# Data in this exercise start
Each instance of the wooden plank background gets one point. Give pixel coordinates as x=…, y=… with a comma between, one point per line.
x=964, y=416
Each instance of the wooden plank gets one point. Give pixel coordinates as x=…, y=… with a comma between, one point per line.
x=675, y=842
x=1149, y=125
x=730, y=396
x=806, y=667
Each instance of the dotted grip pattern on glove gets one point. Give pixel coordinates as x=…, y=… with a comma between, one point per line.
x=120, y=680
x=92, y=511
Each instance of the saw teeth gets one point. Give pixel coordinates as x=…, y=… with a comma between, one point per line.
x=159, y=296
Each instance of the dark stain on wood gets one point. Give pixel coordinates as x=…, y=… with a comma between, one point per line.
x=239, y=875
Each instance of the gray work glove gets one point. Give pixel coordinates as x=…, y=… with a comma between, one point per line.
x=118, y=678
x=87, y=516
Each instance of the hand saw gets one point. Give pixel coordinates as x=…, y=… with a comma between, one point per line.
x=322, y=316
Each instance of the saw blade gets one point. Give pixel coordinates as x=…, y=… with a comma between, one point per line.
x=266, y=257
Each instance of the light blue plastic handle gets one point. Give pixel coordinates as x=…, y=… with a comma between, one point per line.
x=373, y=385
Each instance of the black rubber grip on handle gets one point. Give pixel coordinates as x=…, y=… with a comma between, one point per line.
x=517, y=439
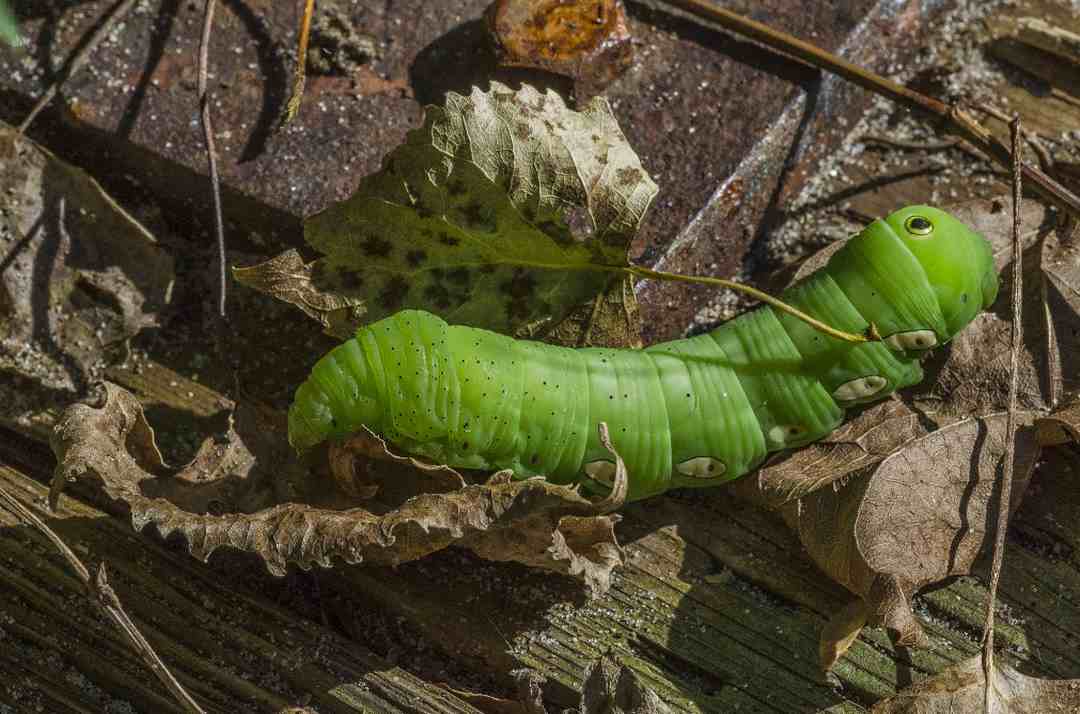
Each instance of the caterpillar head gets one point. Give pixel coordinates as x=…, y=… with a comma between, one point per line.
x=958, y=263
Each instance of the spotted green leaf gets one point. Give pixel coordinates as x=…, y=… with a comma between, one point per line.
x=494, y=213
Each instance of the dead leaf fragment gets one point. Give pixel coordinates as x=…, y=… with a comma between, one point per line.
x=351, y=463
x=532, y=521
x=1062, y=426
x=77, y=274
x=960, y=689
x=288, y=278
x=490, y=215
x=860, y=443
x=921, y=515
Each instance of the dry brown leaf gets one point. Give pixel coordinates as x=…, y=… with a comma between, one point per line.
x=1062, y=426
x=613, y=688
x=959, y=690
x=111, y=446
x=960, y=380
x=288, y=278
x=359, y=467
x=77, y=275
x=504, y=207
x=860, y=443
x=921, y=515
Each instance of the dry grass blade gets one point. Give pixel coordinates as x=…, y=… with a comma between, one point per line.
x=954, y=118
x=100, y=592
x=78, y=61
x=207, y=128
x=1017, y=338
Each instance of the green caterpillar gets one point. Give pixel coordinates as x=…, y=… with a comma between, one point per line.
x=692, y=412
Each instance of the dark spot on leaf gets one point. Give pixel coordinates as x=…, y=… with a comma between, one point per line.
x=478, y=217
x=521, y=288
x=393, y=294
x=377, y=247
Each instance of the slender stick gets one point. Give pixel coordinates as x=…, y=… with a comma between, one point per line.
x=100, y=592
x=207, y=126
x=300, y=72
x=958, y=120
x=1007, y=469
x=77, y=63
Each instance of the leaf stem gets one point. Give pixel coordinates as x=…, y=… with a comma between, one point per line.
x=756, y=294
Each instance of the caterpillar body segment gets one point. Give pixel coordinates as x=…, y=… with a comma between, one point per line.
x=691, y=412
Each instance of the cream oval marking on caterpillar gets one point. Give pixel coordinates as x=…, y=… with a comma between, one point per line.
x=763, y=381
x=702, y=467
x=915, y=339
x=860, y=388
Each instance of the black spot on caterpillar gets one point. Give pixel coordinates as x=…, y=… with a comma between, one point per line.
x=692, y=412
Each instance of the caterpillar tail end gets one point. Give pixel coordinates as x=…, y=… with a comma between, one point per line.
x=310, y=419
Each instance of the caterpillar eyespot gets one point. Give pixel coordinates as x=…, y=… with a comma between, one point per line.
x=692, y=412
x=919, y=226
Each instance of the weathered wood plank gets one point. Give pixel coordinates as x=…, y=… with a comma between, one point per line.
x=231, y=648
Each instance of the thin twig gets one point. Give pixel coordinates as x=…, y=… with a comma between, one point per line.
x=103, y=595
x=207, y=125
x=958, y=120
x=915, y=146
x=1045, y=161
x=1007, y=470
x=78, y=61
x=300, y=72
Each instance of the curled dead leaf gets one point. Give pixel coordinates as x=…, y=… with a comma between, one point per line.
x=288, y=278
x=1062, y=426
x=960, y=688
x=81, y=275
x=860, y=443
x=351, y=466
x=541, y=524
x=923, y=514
# Data in this exercise end
» Brief
Write out again every line of the records between the lines holding "Each instance of the dry grass" and "x=377, y=247", inclusive, with the requests unchanged. Add -54 to each x and y coordinate in the answers.

» Result for this task
Each instance of the dry grass blade gets one point. Give pixel coordinates as x=…, y=… with a comma between, one point per line.
x=900, y=64
x=46, y=538
x=24, y=7
x=153, y=74
x=963, y=284
Each instance of the green caterpillar gets one point. Give pixel coordinates as x=…, y=… with a comma between, one point per line.
x=638, y=358
Each instance of the dark spot on leaf gets one point. Give pixel coordinates as x=…, y=… with a comma between, one point per line.
x=424, y=163
x=467, y=234
x=339, y=240
x=323, y=193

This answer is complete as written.